Collected data
------------------------
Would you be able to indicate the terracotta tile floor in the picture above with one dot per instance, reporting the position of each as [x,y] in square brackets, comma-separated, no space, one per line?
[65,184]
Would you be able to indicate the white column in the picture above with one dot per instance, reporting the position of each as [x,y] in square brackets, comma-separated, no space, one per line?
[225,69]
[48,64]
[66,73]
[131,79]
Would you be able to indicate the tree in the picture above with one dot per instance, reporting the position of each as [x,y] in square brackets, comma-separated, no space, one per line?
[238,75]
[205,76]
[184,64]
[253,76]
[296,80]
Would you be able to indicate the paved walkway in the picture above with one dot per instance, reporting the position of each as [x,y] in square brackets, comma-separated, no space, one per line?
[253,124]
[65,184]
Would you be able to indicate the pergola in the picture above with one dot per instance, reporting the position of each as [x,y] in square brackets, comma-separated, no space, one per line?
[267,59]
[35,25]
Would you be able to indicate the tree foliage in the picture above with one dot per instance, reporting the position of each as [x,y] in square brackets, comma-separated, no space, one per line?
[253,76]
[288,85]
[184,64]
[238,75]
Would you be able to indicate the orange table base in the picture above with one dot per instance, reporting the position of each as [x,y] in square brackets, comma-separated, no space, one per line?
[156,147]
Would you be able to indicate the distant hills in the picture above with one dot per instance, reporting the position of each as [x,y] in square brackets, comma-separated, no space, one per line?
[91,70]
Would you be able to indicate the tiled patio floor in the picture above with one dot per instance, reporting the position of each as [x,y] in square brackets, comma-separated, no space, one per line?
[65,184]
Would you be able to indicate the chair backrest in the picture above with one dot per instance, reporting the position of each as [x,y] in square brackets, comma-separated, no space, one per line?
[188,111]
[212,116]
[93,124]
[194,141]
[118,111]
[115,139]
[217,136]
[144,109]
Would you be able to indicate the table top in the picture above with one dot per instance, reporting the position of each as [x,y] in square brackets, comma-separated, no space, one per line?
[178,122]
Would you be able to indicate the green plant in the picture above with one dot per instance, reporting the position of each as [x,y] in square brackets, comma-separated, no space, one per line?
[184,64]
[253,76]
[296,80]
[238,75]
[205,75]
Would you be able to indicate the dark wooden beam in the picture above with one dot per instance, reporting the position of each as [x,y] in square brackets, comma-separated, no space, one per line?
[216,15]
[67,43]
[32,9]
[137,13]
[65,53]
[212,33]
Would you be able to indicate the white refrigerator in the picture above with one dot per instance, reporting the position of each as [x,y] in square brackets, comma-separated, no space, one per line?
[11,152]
------------------------
=== Your goal ===
Each line from the one holding "Would you be able to indicate the white refrigerator" to the end of the entries is to be written out exactly. Skip every line before it.

=== Answer area ===
Would you be able to indicate the white refrigerator in the picture above with one dot per instance, reporting the position of each as [x,y] in square brackets, comma-separated, no space, one per line?
[11,152]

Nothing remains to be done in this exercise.